━━ Listed entries

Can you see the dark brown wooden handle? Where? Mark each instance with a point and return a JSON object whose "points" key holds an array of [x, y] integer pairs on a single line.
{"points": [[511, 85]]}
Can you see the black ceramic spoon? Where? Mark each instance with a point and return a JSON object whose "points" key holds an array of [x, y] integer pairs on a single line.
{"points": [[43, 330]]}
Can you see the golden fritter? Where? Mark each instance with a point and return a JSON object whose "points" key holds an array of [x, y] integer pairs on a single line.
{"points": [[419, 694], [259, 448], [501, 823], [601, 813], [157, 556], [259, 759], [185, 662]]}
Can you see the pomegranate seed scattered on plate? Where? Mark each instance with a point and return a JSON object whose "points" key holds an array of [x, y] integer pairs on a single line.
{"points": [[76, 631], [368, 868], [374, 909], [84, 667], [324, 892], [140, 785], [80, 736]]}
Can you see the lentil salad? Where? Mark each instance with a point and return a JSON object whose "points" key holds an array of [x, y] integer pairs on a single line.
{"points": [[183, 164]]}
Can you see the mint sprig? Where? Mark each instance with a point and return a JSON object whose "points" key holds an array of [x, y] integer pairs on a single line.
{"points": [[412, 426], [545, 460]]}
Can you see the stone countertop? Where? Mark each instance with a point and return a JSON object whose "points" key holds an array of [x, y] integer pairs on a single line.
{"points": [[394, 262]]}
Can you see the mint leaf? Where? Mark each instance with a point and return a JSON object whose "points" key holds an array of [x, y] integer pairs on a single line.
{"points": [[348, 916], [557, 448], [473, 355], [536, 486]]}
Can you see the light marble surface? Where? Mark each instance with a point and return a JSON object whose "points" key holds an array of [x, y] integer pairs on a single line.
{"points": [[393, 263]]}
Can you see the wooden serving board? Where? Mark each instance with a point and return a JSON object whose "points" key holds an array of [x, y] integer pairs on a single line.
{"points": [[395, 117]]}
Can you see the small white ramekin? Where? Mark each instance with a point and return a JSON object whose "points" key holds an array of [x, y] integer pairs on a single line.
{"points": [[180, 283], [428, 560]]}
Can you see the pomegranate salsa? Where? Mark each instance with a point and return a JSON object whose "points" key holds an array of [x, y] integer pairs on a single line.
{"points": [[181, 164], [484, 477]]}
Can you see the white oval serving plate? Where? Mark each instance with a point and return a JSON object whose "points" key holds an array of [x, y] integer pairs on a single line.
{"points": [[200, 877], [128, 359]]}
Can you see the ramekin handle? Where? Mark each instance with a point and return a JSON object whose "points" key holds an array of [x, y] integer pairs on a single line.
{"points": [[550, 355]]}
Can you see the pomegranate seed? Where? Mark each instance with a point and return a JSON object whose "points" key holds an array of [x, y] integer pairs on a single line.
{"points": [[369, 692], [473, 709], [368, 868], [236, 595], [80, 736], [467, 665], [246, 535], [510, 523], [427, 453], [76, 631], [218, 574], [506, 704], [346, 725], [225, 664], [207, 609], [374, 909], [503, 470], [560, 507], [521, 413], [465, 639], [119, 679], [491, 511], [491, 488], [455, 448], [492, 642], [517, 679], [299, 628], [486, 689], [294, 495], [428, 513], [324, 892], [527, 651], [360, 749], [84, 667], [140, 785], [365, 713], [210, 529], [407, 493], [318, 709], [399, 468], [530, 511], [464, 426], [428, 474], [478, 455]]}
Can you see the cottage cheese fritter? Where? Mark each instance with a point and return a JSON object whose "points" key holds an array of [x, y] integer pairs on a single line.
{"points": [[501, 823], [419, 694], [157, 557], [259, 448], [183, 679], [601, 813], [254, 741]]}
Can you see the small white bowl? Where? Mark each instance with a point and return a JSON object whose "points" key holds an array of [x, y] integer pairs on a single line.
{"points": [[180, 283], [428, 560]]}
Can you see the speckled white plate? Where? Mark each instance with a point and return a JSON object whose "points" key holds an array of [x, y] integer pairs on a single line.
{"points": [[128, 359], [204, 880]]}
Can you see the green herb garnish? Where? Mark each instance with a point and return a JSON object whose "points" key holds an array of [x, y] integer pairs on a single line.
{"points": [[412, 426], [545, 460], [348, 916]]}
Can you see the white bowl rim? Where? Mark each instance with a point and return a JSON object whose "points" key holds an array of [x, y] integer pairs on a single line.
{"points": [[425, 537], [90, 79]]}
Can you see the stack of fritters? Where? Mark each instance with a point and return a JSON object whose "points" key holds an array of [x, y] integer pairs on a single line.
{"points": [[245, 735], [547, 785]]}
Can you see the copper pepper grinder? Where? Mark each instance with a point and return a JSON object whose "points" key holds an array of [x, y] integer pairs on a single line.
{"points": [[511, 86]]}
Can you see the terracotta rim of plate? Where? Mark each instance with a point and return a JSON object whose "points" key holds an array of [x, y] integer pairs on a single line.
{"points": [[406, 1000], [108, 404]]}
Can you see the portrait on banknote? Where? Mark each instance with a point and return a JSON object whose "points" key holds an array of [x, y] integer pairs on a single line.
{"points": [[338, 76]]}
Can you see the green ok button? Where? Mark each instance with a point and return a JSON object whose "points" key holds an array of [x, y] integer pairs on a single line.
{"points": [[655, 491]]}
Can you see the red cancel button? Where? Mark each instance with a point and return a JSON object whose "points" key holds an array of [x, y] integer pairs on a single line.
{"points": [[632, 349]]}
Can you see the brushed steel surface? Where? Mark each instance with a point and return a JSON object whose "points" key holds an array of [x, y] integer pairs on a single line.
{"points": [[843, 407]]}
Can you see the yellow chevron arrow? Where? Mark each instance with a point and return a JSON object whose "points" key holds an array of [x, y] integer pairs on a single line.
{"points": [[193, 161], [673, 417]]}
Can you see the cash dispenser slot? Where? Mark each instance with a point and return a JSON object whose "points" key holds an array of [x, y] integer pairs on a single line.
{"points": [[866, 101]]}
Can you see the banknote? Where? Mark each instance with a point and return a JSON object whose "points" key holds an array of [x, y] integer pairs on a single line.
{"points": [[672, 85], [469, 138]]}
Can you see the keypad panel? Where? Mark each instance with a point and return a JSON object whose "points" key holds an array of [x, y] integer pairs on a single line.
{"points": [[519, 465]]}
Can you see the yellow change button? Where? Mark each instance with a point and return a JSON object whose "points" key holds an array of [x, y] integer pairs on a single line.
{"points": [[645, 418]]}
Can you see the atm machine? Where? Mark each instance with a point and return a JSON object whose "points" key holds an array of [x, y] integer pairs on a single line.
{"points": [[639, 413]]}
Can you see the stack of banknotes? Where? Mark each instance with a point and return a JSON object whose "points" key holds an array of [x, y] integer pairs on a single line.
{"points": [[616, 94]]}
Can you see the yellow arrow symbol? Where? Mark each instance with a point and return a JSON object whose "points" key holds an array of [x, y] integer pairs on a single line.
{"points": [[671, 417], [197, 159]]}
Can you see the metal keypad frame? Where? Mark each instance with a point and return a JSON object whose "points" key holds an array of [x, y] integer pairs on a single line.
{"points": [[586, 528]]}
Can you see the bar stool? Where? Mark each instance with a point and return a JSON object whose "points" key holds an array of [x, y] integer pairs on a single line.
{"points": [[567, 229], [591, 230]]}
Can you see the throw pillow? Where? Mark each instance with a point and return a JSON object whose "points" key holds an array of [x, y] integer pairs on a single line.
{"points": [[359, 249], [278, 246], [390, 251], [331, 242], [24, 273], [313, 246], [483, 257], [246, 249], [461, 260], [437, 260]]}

━━━━

» **What is required**
Convert every line of the listing above into a Markdown table with two columns, Row and Listing line, numbering the rows in order and leaving out blank lines.

» **Correct answer**
| Row | Listing line |
|---|---|
| 1 | Can you see the dark brown wooden handle? Where? Mark each instance with a point and return a JSON object whose "points" key holds an array of [x, y] integer pairs on a single line. |
| 2 | {"points": [[511, 85]]} |
| 3 | Can you see the black ceramic spoon? Where? Mark each instance with a point and return a JSON object whose "points" key holds an array of [x, y] integer pairs on a single line. |
| 4 | {"points": [[43, 330]]} |
| 5 | Can you see the golden fritter? Where? Mark each instance with a point and return a JSON object whose "points" key holds an array of [x, y] integer pairs on a single line. |
| 6 | {"points": [[419, 694], [259, 448], [501, 823], [601, 813], [157, 556], [259, 759], [185, 662]]} |
| 7 | Can you see the pomegranate seed scattered on plate? Where? Mark each instance with a point and return a JSON object whose "points" key holds an array of [x, y] integer pairs on a single line. |
| 8 | {"points": [[76, 631], [368, 868], [374, 909], [84, 667], [324, 892], [140, 785], [80, 736]]} |
| 9 | Can you see the lentil salad? Where? Mark each instance with a point and return a JSON object whose "points" key holds an array of [x, y] integer pairs on a single line. |
| 10 | {"points": [[183, 164]]} |
| 11 | Can you see the mint sprig? Where? Mark each instance with a point and return a JSON object whose "points" key holds an array of [x, y] integer pairs on a single line. |
| 12 | {"points": [[412, 426], [545, 460]]} |
| 13 | Can you see the stone countertop? Where? Mark each instance with a point and return a JSON object whose "points" key holds an array of [x, y] integer pairs on a single line. |
| 14 | {"points": [[394, 262]]} |
| 15 | Can you see the mint leaf? Where? Mark each instance with a point and return a JSON object whose "points" key holds an array of [x, y] integer pairs on a single line. |
| 16 | {"points": [[348, 916], [557, 448], [473, 355], [536, 486]]} |
| 17 | Can you see the light marble surface? Where? Mark each instance with a point and return a JSON object whose "points" key holds an array of [x, y] integer pairs on a single line. |
| 18 | {"points": [[393, 263]]} |
| 19 | Can you see the wooden serving board? Where? Mark each instance with a point and return a JSON object whose "points" key holds an array of [x, y] integer pairs on a single line. |
| 20 | {"points": [[395, 117]]} |
| 21 | Can you see the small white ramekin? Where? Mark each instance with a point and return a JSON object whose "points" key holds an array of [x, y] integer pairs on a single line. |
| 22 | {"points": [[180, 283], [428, 560]]} |
| 23 | Can you see the pomegranate salsa? Where? Mark each instance with a point and return a JSON object whose "points" key holds an array of [x, y] integer pairs on a single line. |
| 24 | {"points": [[181, 164], [484, 477]]} |
| 25 | Can you see the white oval serving plate? Where? Mark each instance with a point and return a JSON object whose "points" key holds an array of [x, y] integer pairs on a single line. |
| 26 | {"points": [[200, 877], [128, 359]]} |
| 27 | Can you see the ramekin handle? Where? Mark each instance with a point and return a JSON object whose "points" key holds an array of [x, y] integer pairs on a single line. |
| 28 | {"points": [[550, 355]]} |
| 29 | Can you see the pomegranate seed? Where? Mark each instance with a point and return a JSON object whose "points" key holds an array of [x, y] integer pairs on a single line. |
| 30 | {"points": [[369, 692], [473, 709], [368, 868], [236, 595], [80, 736], [467, 665], [246, 535], [510, 523], [427, 453], [76, 631], [218, 574], [506, 704], [346, 725], [225, 664], [207, 609], [374, 909], [503, 470], [560, 507], [521, 413], [465, 639], [119, 679], [491, 511], [491, 488], [455, 448], [492, 642], [517, 679], [299, 628], [486, 689], [294, 495], [428, 513], [324, 892], [527, 651], [360, 749], [84, 667], [140, 785], [365, 713], [210, 529], [407, 493], [318, 709], [399, 468], [530, 511], [464, 426], [428, 474], [478, 455]]} |
| 31 | Can you see the cottage cheese fritter? Where? Mark each instance with a point and return a JSON object whose "points" key holds an array of [x, y] integer pairs on a single line. |
| 32 | {"points": [[501, 823], [419, 694], [157, 557], [259, 448], [183, 679], [601, 813], [254, 741]]} |
| 33 | Can you see the small white bowl? Where? Mark each instance with a point and return a JSON object whose "points" key holds an array of [x, y] integer pairs on a single line. |
| 34 | {"points": [[180, 283], [428, 560]]} |
| 35 | Can you see the speckled white plate? Where? Mark each instance with a point and return a JSON object whose "points" key holds an array of [x, y] integer pairs on a single line. |
| 36 | {"points": [[128, 359], [204, 880]]} |
| 37 | Can you see the green herb garnish? Where? Mark each instance with a point and return a JSON object whose "points" key holds an array of [x, y] integer pairs on a single line. |
| 38 | {"points": [[412, 426], [545, 460], [348, 916]]} |
| 39 | Can you see the white bowl rim? Where? Mark each instance with a point and return a JSON object whose "points" key holds an array of [x, y] integer pairs on a single line. |
| 40 | {"points": [[425, 537], [90, 79]]} |
| 41 | Can you see the stack of fritters? Where? Mark each instance with a point and return a JSON object whose "points" key holds an array of [x, y] integer pairs on a single line. |
| 42 | {"points": [[245, 735], [547, 785]]} |
| 43 | Can you see the copper pepper grinder? Where? Mark each instance with a point and return a JSON object whose "points" key holds an array of [x, y] integer pairs on a single line. |
| 44 | {"points": [[511, 86]]} |
| 45 | Can you see the terracotta rim of plate? Where? Mark each instance with a point and return a JSON object whose "points" key holds an array of [x, y] integer pairs on a single line. |
| 46 | {"points": [[406, 1000], [108, 404]]} |
| 47 | Can you see the portrait on banknote? Where? Mark each instance with a point and return a JSON object whose "points" key holds an array of [x, y] integer pairs on a single line. |
| 48 | {"points": [[338, 76]]} |
| 49 | Can you see the green ok button? Where? Mark each instance with a point and return a JSON object whose "points" key holds an array of [x, y] integer pairs on a single line. |
| 50 | {"points": [[655, 491]]} |
| 51 | Can you see the red cancel button? Where? Mark each instance with a point and return a JSON object whose "points" key holds an array of [x, y] integer pairs on a single line. |
| 52 | {"points": [[632, 349]]} |
| 53 | Can you see the brushed steel surface? Where? Mark each instance with a point and return a JSON object whose "points" key holds an array of [x, y] integer pairs on a single line. |
| 54 | {"points": [[843, 407]]} |
| 55 | Can you see the yellow chevron arrow? Where? Mark each instance with a point and return a JSON object whose "points" key holds an array of [x, y] integer pairs on a single line. |
| 56 | {"points": [[193, 161], [673, 417]]} |
| 57 | Can you see the cash dispenser slot? Where? Mark each instance with a point and return a JSON object whose "points" key holds an array of [x, y] integer pairs on a single line. |
| 58 | {"points": [[866, 101]]} |
| 59 | Can you see the banknote? Where? Mark each instance with a point and return a JSON object whose "points" key holds an array of [x, y] integer pairs on a single line. |
| 60 | {"points": [[672, 85], [469, 138]]} |
| 61 | Can you see the keypad panel? Where? Mark each instance with a point and return a JSON object whose "points" key holds an array of [x, y] integer pairs on a single line. |
| 62 | {"points": [[519, 465]]} |
| 63 | Can you see the yellow change button? Where? Mark each instance with a point and return a JSON object whose "points" key holds an array of [x, y] integer pairs on a single line. |
| 64 | {"points": [[645, 418]]} |
| 65 | Can you see the atm machine? Where? Mark each instance with a point and return a JSON object whose "points" key holds an array of [x, y] integer pairs on a single line. |
| 66 | {"points": [[639, 413]]} |
| 67 | Can you see the stack of banknotes? Where? Mark each instance with a point and return a JSON object whose "points" key holds an array of [x, y] integer pairs on a single line. |
| 68 | {"points": [[616, 94]]} |
| 69 | Can you see the yellow arrow symbol? Where? Mark each instance with a point and return a JSON object whose "points" key holds an array of [x, y] integer pairs on a single line. |
| 70 | {"points": [[671, 417], [197, 159]]} |
| 71 | Can you see the metal keypad frame? Where? Mark each instance with a point and return a JSON object whose "points" key holds an array of [x, y] integer pairs on a single line. |
| 72 | {"points": [[586, 528]]} |
| 73 | Can you see the bar stool? Where? Mark each instance with a point and return a JSON object whose "points" key holds an array of [x, y] integer pairs on a single line. |
| 74 | {"points": [[567, 229], [591, 230]]} |
| 75 | Can you see the throw pillow? Where? Mark each instance with a point and return a JSON object whose "points" key holds an array of [x, y] integer pairs on a single line. |
| 76 | {"points": [[359, 249], [278, 246], [390, 251], [331, 242], [24, 273], [313, 246], [483, 257], [246, 249], [461, 260], [437, 260]]} |